## RECORDS FOR PROCESSING
------------------------------------------------------------------------

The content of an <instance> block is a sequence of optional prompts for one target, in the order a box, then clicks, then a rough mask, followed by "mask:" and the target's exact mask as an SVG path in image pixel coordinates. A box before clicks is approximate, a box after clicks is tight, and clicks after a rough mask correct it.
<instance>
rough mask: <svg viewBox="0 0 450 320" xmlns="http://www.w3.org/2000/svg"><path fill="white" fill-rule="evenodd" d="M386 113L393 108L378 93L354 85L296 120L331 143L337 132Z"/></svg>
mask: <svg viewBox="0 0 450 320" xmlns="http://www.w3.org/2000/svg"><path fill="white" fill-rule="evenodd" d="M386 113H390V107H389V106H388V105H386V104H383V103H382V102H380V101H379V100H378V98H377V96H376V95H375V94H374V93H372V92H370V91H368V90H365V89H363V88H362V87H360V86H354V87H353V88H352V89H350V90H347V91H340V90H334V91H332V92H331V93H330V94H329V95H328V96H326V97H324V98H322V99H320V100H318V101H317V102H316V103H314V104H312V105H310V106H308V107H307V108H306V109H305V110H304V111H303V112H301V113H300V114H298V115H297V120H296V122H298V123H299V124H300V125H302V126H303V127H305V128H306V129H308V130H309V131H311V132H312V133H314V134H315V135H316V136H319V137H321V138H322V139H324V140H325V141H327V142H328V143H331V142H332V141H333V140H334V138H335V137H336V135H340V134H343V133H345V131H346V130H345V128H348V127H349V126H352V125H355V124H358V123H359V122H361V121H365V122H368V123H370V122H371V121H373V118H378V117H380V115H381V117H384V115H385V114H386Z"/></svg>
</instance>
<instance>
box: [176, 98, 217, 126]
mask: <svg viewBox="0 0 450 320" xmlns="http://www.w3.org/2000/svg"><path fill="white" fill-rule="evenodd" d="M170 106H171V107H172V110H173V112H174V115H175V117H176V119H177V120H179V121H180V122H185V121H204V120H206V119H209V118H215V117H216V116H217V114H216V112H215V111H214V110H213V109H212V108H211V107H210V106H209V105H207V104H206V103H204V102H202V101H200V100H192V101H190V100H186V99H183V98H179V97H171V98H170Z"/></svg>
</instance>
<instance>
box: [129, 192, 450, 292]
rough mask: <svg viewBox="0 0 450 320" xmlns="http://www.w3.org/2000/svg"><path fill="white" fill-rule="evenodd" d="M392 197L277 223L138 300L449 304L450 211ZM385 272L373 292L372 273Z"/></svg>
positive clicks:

------------------------------------------------------------------------

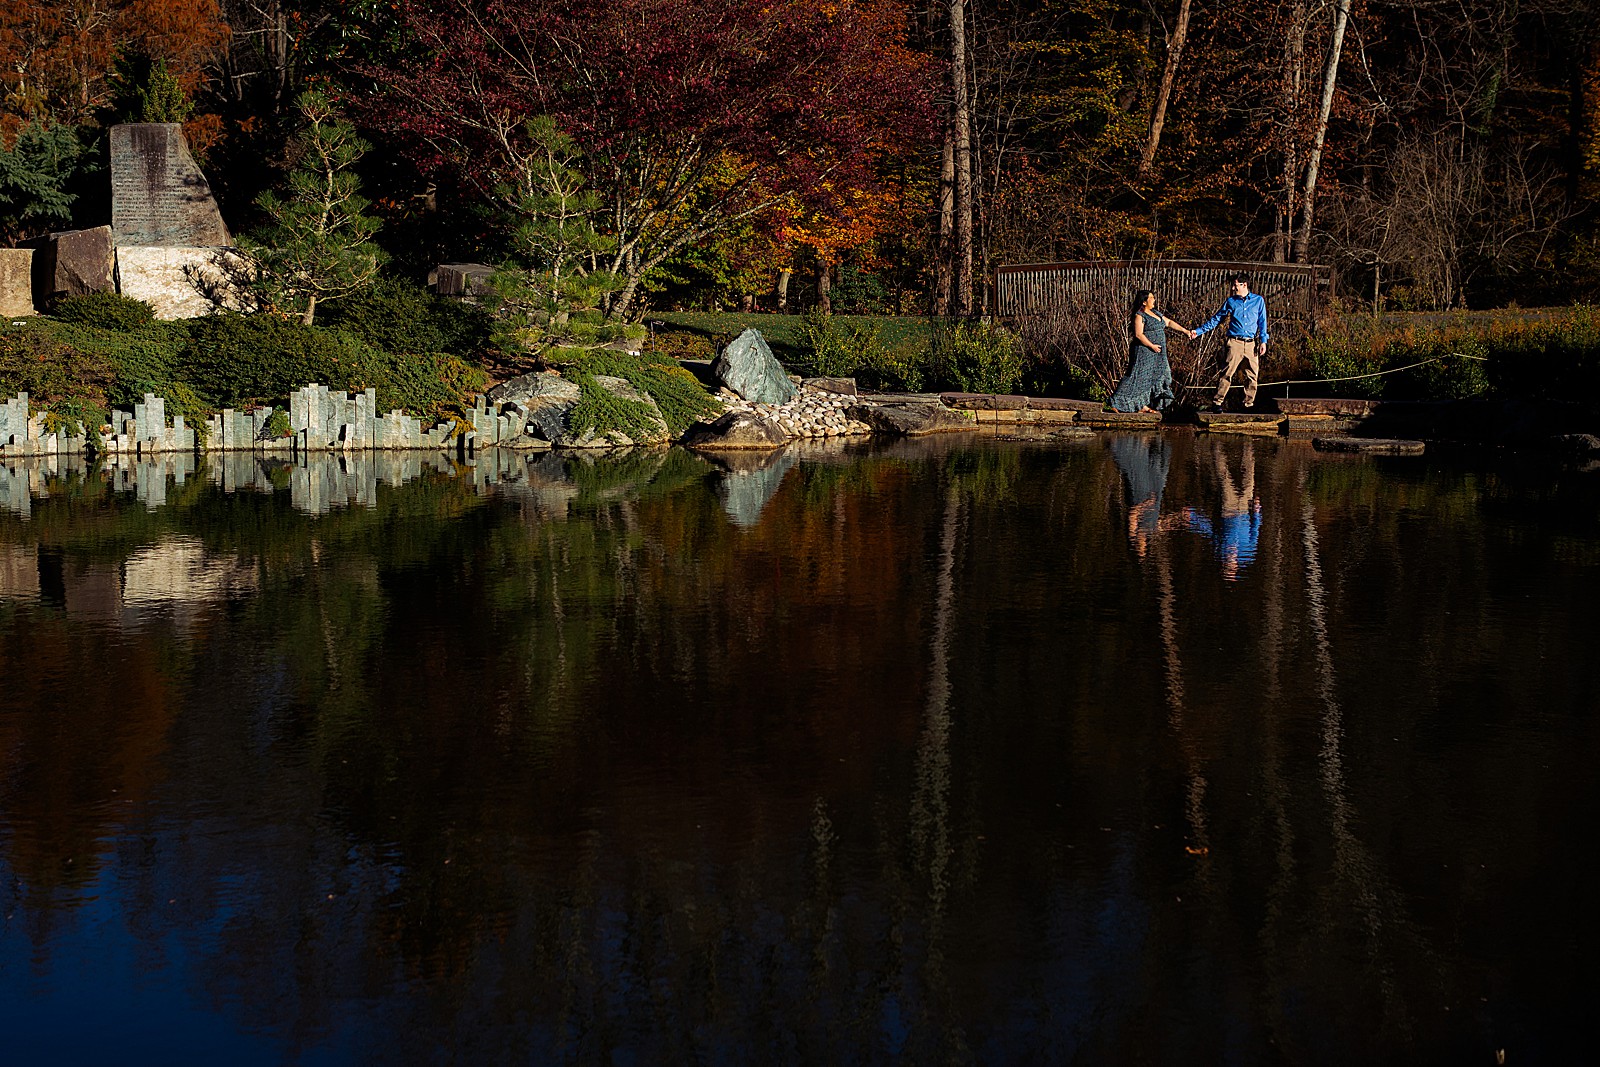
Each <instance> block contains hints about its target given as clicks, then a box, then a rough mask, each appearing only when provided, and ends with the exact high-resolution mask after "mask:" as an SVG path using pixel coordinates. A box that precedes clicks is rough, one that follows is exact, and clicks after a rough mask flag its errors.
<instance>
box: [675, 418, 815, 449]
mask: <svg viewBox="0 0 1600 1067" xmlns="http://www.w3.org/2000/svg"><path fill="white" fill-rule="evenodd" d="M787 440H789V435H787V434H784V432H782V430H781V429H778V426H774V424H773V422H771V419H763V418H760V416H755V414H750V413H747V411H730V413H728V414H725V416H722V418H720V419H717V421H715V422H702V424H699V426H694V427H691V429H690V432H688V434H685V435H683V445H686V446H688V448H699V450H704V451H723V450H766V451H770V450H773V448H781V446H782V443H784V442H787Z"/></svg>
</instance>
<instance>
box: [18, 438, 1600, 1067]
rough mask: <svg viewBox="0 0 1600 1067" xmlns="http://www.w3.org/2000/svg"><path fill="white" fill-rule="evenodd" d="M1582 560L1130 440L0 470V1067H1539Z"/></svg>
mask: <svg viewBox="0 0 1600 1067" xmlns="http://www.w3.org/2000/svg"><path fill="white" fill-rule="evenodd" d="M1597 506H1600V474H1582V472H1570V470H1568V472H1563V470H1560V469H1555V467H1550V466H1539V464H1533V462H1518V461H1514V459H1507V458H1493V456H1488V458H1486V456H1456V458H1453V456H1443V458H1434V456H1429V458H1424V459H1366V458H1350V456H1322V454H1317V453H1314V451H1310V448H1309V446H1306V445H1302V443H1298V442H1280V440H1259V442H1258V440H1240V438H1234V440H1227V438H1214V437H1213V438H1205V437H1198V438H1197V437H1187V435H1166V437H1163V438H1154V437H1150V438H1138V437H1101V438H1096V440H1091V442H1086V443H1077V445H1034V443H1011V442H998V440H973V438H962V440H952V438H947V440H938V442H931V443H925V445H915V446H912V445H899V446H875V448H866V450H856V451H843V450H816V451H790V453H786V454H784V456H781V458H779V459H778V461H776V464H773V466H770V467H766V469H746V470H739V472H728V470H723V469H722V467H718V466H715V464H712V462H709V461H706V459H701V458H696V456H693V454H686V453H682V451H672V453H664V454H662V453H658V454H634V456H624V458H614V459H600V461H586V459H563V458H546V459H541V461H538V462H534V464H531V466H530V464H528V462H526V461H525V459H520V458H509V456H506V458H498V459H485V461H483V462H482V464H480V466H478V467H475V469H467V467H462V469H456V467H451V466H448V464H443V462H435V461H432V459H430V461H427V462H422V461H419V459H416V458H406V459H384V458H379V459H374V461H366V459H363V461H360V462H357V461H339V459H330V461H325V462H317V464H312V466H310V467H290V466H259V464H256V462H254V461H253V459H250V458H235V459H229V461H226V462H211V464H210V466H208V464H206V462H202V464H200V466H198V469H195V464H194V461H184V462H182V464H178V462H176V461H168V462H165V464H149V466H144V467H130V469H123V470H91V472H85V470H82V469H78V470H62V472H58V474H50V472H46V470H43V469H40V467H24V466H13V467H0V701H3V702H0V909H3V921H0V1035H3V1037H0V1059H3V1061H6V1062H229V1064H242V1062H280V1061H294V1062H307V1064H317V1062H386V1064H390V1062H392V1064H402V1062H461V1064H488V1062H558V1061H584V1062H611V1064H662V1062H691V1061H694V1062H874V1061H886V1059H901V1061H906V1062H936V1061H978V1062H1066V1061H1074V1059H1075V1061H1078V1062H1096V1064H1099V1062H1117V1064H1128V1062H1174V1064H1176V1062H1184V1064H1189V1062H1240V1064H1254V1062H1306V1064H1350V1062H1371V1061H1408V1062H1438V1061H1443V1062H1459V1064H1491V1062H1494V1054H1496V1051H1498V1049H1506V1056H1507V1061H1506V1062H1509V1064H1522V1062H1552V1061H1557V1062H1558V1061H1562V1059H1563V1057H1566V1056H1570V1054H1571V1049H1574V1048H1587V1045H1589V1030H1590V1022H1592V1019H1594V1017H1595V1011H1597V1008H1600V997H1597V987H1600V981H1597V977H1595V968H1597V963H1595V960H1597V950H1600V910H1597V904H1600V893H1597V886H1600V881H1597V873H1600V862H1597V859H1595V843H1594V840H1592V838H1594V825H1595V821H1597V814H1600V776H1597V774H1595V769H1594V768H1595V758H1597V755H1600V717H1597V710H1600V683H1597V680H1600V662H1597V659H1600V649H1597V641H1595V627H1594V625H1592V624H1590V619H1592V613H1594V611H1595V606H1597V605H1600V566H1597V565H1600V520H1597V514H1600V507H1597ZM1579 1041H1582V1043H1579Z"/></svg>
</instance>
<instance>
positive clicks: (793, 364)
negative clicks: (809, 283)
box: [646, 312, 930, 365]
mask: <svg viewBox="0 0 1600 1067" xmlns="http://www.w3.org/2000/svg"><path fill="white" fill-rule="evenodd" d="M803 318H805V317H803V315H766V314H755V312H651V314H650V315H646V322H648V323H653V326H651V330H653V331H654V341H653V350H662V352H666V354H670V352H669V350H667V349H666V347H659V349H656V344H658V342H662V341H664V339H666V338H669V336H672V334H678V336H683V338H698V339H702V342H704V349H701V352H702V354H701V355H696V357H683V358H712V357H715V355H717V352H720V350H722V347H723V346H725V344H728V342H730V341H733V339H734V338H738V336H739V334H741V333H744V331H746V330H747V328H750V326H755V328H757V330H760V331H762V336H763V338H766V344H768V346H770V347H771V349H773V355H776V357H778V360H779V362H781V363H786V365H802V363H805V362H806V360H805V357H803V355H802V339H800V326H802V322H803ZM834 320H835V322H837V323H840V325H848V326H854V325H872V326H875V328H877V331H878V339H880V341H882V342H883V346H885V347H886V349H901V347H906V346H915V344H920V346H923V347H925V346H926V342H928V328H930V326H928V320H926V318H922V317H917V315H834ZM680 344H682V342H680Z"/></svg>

------------------------------------------------------------------------

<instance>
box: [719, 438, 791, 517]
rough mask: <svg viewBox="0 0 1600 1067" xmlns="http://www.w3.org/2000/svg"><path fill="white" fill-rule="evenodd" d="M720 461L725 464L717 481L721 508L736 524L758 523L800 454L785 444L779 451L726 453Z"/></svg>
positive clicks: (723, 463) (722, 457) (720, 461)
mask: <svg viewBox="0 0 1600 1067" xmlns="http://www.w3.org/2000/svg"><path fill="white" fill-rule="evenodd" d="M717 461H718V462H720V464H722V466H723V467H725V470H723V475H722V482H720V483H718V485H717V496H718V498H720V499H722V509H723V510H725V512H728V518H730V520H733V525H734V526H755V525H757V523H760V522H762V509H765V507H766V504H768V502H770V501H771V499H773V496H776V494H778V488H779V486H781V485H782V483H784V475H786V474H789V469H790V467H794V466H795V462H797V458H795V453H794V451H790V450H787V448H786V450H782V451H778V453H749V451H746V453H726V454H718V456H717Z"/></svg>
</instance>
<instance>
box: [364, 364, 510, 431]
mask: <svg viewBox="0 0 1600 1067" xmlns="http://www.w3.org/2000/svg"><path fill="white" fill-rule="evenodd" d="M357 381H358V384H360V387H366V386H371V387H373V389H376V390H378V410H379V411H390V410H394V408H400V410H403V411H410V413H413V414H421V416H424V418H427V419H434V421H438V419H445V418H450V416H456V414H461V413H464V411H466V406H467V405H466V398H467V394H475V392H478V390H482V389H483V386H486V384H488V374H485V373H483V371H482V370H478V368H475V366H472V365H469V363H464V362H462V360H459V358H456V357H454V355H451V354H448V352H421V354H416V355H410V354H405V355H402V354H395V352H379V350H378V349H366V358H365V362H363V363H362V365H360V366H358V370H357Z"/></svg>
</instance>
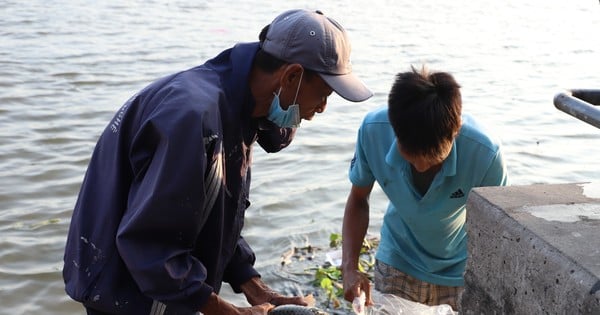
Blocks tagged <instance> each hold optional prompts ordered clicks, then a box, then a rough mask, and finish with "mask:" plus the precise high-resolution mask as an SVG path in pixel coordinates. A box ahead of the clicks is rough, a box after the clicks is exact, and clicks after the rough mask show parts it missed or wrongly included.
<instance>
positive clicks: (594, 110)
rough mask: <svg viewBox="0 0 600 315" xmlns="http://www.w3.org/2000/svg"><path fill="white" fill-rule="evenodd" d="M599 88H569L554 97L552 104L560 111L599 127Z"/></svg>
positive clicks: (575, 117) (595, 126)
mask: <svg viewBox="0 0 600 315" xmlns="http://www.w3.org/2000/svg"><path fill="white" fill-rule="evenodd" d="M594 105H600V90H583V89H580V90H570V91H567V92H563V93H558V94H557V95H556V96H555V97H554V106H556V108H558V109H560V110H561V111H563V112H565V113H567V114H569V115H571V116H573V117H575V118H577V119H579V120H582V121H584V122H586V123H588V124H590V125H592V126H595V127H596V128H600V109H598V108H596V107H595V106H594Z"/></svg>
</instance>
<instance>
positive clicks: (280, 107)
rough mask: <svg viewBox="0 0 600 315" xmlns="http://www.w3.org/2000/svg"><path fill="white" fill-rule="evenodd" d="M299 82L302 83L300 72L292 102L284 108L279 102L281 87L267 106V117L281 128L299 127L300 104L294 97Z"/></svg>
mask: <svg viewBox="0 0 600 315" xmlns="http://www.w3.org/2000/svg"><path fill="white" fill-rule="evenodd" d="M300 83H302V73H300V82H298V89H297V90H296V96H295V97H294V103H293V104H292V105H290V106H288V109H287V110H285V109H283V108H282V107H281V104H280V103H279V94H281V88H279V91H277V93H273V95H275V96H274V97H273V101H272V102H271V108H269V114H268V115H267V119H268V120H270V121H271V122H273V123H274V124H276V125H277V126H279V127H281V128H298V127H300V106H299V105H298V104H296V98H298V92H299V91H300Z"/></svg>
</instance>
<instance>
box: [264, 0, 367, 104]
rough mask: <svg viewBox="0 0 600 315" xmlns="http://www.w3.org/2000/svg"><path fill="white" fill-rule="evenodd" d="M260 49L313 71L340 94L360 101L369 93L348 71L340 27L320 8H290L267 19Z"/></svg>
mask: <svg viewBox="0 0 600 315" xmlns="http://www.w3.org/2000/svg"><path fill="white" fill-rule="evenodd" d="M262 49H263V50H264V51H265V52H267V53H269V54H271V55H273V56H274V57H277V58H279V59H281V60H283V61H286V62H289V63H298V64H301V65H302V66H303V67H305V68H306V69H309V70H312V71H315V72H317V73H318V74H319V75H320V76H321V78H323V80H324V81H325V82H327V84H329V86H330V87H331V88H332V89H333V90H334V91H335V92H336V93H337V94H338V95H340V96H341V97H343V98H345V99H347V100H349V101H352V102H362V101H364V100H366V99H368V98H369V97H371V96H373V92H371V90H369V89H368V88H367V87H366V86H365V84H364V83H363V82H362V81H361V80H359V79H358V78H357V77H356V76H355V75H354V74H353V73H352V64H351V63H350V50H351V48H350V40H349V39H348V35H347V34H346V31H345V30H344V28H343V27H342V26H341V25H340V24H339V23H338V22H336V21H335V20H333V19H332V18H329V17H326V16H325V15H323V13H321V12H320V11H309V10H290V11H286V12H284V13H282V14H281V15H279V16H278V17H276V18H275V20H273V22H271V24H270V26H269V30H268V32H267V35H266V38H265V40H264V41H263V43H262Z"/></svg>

------------------------------------------------------------------------

## PROBLEM DESCRIPTION
Across the rows above, find each line containing the word "positive" and copy it in full.

## OUTPUT FOR THIS EXERCISE
positive clicks:
positive clicks: (793, 364)
positive clicks: (723, 463) (722, 457) (720, 461)
positive clicks: (594, 110)
positive clicks: (575, 117) (595, 126)
positive clicks: (280, 107)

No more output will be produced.